▶ **TASK MATERIAL**:

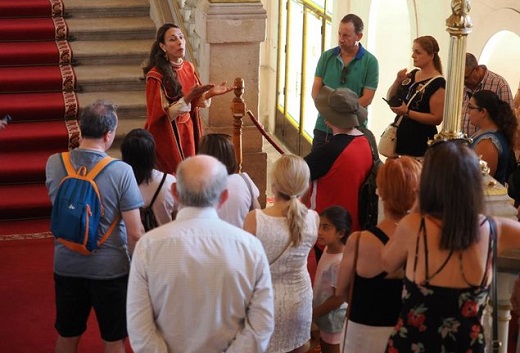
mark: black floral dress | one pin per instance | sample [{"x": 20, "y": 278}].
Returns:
[{"x": 441, "y": 319}]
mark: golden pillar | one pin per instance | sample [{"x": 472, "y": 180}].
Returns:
[{"x": 459, "y": 26}]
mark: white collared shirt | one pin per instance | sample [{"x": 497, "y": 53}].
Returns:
[{"x": 199, "y": 284}]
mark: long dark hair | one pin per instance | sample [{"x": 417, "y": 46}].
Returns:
[
  {"x": 340, "y": 219},
  {"x": 159, "y": 60},
  {"x": 451, "y": 190},
  {"x": 430, "y": 45},
  {"x": 221, "y": 147},
  {"x": 500, "y": 112},
  {"x": 138, "y": 150}
]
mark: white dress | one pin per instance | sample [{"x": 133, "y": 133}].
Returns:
[{"x": 291, "y": 281}]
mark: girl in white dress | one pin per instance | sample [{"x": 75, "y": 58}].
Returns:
[{"x": 288, "y": 231}]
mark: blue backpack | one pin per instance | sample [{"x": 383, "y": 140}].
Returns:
[{"x": 77, "y": 208}]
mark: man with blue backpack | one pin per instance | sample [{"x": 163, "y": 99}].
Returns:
[{"x": 96, "y": 223}]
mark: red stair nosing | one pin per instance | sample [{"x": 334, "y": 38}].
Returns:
[
  {"x": 36, "y": 79},
  {"x": 30, "y": 8},
  {"x": 35, "y": 135},
  {"x": 34, "y": 53},
  {"x": 24, "y": 201}
]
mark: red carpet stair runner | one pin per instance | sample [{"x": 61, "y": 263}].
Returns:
[{"x": 37, "y": 85}]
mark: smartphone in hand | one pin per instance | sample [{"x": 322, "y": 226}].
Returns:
[{"x": 394, "y": 101}]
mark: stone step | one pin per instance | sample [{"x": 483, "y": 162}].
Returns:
[
  {"x": 125, "y": 52},
  {"x": 94, "y": 78},
  {"x": 130, "y": 104},
  {"x": 106, "y": 28},
  {"x": 106, "y": 8}
]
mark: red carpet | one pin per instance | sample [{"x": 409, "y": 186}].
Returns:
[
  {"x": 27, "y": 297},
  {"x": 37, "y": 86}
]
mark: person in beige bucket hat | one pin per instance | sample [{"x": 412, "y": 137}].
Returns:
[{"x": 340, "y": 107}]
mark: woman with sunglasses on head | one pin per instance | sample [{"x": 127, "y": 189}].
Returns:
[
  {"x": 495, "y": 137},
  {"x": 419, "y": 97},
  {"x": 174, "y": 94},
  {"x": 446, "y": 249}
]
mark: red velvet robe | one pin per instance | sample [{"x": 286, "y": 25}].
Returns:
[{"x": 177, "y": 140}]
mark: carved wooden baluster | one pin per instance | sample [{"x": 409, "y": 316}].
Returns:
[{"x": 238, "y": 106}]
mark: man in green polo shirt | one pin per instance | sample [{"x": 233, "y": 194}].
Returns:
[{"x": 348, "y": 65}]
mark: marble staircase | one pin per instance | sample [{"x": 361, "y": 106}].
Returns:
[{"x": 111, "y": 39}]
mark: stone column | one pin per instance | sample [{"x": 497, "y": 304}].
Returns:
[{"x": 234, "y": 31}]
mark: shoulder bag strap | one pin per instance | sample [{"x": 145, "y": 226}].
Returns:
[
  {"x": 411, "y": 99},
  {"x": 158, "y": 189},
  {"x": 252, "y": 206},
  {"x": 351, "y": 288}
]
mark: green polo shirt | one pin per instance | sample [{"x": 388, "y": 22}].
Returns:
[{"x": 362, "y": 72}]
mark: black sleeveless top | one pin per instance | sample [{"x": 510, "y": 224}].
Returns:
[
  {"x": 441, "y": 319},
  {"x": 376, "y": 301}
]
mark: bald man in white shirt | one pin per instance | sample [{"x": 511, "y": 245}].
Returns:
[{"x": 199, "y": 284}]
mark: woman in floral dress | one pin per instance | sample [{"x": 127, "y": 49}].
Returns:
[{"x": 447, "y": 251}]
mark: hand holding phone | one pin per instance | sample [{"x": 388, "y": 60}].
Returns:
[{"x": 394, "y": 101}]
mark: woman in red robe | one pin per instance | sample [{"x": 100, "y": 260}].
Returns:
[{"x": 174, "y": 95}]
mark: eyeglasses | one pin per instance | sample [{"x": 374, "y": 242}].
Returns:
[{"x": 343, "y": 78}]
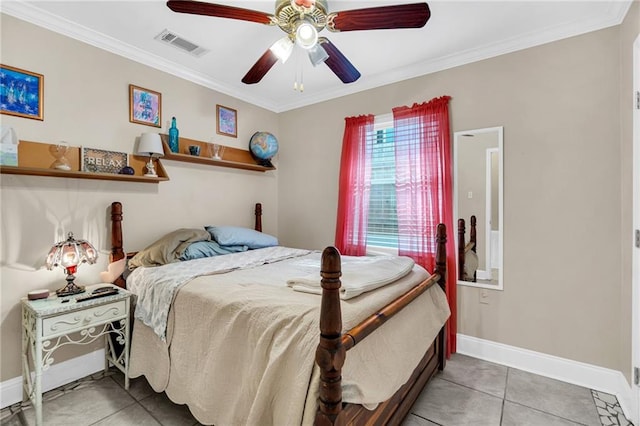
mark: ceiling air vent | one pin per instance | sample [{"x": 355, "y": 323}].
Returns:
[{"x": 175, "y": 40}]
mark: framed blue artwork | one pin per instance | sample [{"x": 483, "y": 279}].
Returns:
[
  {"x": 21, "y": 93},
  {"x": 145, "y": 106},
  {"x": 226, "y": 121}
]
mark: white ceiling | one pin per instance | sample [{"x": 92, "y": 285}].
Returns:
[{"x": 458, "y": 32}]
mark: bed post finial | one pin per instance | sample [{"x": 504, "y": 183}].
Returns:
[
  {"x": 258, "y": 213},
  {"x": 330, "y": 354}
]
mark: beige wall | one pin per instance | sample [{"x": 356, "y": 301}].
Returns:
[
  {"x": 559, "y": 105},
  {"x": 86, "y": 102}
]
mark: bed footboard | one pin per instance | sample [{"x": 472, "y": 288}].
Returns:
[{"x": 333, "y": 345}]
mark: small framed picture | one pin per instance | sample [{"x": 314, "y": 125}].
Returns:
[
  {"x": 226, "y": 121},
  {"x": 21, "y": 93},
  {"x": 145, "y": 106},
  {"x": 101, "y": 161}
]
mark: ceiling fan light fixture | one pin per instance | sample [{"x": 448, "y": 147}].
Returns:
[
  {"x": 317, "y": 55},
  {"x": 306, "y": 35},
  {"x": 282, "y": 48}
]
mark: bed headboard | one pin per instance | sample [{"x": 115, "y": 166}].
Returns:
[{"x": 117, "y": 251}]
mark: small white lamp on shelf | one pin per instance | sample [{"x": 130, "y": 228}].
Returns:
[{"x": 150, "y": 144}]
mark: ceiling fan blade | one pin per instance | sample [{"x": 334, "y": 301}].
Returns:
[
  {"x": 218, "y": 10},
  {"x": 260, "y": 68},
  {"x": 338, "y": 63},
  {"x": 413, "y": 15}
]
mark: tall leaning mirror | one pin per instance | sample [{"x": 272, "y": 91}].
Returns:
[{"x": 478, "y": 191}]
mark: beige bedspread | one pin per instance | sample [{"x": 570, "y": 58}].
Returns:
[{"x": 240, "y": 346}]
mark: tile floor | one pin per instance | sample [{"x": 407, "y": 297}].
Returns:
[{"x": 468, "y": 392}]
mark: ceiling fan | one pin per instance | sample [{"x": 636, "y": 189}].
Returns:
[{"x": 302, "y": 20}]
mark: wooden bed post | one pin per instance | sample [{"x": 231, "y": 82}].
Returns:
[
  {"x": 472, "y": 239},
  {"x": 441, "y": 269},
  {"x": 258, "y": 213},
  {"x": 330, "y": 354},
  {"x": 116, "y": 232},
  {"x": 461, "y": 249},
  {"x": 117, "y": 252}
]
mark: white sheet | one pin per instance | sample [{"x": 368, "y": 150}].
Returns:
[
  {"x": 359, "y": 274},
  {"x": 240, "y": 346},
  {"x": 156, "y": 286}
]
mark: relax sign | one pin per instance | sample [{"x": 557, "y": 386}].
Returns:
[{"x": 101, "y": 161}]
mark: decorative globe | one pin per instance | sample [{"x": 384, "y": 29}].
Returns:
[{"x": 263, "y": 146}]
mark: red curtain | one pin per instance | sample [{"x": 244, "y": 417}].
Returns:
[
  {"x": 424, "y": 190},
  {"x": 354, "y": 186}
]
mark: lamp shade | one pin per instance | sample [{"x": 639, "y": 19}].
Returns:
[
  {"x": 282, "y": 48},
  {"x": 150, "y": 145},
  {"x": 306, "y": 35},
  {"x": 317, "y": 55},
  {"x": 69, "y": 254}
]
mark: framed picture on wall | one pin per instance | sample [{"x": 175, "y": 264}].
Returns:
[
  {"x": 145, "y": 106},
  {"x": 226, "y": 121},
  {"x": 21, "y": 93}
]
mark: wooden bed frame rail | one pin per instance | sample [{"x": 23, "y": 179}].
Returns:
[
  {"x": 331, "y": 351},
  {"x": 333, "y": 345}
]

▶ **THE TASK**: In the data above, find the line with "mark: green polo" and the line with "mark: bald man". Retype both, plus every line between them, exactly.

▶ **SOLVED PROBLEM**:
mark: green polo shirt | one pin per instance | sample [{"x": 388, "y": 22}].
Returns:
[{"x": 362, "y": 72}]
mark: black sleeveless top | one pin per instance | sample [{"x": 510, "y": 224}].
Returns:
[
  {"x": 441, "y": 319},
  {"x": 376, "y": 301}
]
mark: bald man in white shirt | one pin per instance | sample [{"x": 511, "y": 245}].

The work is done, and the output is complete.